Broadcaster John Simpson said: “A gentler, kinder, more insightful and braver friend and colleague it would be hard to find.
“I loved having his company in the BBC World Affairs Unit, and his progress after that was a pleasure to watch.”
Former BBC correspondent Jon Sopel added: “Tributes will rightly be paid to a fantastic journalist and brilliant broadcaster – but George was the most decent, principled, kindest, most honourable man I have ever worked with. What a loss.”
Labour leader Keir Starmer said he was “deeply saddened” by news of Alagiah’s death.
He said: “A much-loved face of BBC News for decades, George will also be remembered for his brilliant, fearless journalism as foreign correspondent. He rightly won awards for his evocative, boundary pushing reporting. British journalism has lost a talent. My thoughts are with his family and loved ones.”
After his diagnosis Alagiah endured two rounds of chemotherapy and several operations, including the removal of most of his liver.
He returned to work after his treatment was over but the cancer came back and spread leading to breaks from the studio while he received treatment.
Appearing in a campaign in aid of Macmillan Cancer Support in 2022, speaking about the impact of his own experience of living with stage four bowel cancer, Alagiah said: “People always ask me how I cope and it’s the hardest question…
“The challenge at first was getting my cancer diagnosis straight in my head – despite having so much going for me, a successful career and a loving family, here I was just being told I was dying.”
In a videocast for the charity Bowel Cancer UK in 2020 in which he said he sometimes felt he had the “easy part”, living with bowel cancer while his loved ones had to watch.
He said: “Those of us living with cancer know that it affects our families almost as much as ourselves.
“In some ways I’ve felt through my six-plus years living with cancer that sometimes I have the easy part… My job is just to stay fit and my family has got to watch all of the other things.”
The chief executive of Bowel Cancer UK paid tribute to Alagiah, describing him as a “huge advocate” of the charity since he shared his diagnosis.
Genevieve Edwards said in a statement to PA: “He supported our campaign calling on the NHS to lower the bowel cancer screening age to 50, shared his experience of the disease to raise lifesaving awareness of the symptoms, as well as speaking to our wonderful supporters about living with advanced bowel cancer at events that have raised thousands of pounds for the charity.

* _Problems to solve_:
A - In the passage on George Alagiah, what screening age did Bowel Cancer UK's campaign ask the NHS to lower bowel cancer screening to?
B - Return the part of the passage on George Alagiah starting at "Broadcaster John Simpson" and ending at "of Alagiah’s death.".
The material after this passage is not needed.

* _The data_:
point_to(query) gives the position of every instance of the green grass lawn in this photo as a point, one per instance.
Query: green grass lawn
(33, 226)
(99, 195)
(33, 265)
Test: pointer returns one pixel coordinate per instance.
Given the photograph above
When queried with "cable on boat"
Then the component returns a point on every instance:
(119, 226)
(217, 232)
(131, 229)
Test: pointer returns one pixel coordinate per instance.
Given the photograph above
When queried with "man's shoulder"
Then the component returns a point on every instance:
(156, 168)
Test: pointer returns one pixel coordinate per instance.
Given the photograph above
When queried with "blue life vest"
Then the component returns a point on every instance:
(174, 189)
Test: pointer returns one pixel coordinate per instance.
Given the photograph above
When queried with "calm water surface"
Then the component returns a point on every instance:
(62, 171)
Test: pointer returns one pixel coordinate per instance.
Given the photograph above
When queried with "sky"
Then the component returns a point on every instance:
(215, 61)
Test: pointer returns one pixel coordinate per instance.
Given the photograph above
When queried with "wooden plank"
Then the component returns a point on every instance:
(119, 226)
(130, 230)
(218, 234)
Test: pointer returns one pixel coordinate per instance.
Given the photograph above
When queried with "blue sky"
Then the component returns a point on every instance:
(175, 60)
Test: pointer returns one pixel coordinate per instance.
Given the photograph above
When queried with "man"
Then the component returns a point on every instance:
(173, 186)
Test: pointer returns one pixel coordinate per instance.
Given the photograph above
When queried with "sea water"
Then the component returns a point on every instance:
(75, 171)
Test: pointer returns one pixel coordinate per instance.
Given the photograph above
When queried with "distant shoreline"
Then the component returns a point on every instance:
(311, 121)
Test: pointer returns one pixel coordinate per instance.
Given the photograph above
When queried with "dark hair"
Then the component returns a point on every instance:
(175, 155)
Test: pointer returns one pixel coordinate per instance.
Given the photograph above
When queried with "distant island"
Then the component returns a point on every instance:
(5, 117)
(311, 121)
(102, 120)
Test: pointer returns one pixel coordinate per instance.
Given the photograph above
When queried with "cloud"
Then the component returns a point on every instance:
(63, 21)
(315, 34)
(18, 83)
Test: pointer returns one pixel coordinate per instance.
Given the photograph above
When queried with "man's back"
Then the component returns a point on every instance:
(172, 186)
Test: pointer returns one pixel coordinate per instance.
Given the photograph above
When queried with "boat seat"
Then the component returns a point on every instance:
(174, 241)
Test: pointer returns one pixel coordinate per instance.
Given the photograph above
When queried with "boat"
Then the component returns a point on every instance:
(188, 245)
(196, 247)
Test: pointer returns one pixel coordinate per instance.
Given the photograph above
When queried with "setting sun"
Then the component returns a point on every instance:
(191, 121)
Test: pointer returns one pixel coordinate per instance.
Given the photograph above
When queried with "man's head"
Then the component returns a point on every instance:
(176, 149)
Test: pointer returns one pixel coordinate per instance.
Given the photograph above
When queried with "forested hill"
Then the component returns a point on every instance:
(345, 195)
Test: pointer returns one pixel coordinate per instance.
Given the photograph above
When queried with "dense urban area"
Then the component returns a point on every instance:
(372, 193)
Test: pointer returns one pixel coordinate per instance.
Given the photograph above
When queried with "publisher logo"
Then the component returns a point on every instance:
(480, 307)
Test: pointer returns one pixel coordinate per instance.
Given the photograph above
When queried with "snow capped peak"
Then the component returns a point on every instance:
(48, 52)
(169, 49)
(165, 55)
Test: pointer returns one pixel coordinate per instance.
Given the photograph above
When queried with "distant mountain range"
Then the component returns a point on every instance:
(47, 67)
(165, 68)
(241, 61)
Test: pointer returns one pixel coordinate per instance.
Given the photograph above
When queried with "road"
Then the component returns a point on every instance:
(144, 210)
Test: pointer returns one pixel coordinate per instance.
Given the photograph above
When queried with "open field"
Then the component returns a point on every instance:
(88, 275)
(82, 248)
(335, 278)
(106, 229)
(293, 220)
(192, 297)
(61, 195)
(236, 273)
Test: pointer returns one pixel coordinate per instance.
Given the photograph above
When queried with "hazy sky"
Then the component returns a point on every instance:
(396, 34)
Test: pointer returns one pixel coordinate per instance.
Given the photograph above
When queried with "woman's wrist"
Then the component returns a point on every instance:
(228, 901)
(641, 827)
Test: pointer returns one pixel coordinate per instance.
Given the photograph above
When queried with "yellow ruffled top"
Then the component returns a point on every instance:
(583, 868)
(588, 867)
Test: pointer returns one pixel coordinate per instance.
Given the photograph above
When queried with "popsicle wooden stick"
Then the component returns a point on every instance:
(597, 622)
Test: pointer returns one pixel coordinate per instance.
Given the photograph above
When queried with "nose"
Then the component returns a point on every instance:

* _Answers for the exercise_:
A - 50

B -
Broadcaster John Simpson said: “A gentler, kinder, more insightful and braver friend and colleague it would be hard to find.
“I loved having his company in the BBC World Affairs Unit, and his progress after that was a pleasure to watch.”
Former BBC correspondent Jon Sopel added: “Tributes will rightly be paid to a fantastic journalist and brilliant broadcaster – but George was the most decent, principled, kindest, most honourable man I have ever worked with. What a loss.”
Labour leader Keir Starmer said he was “deeply saddened” by news of Alagiah’s death.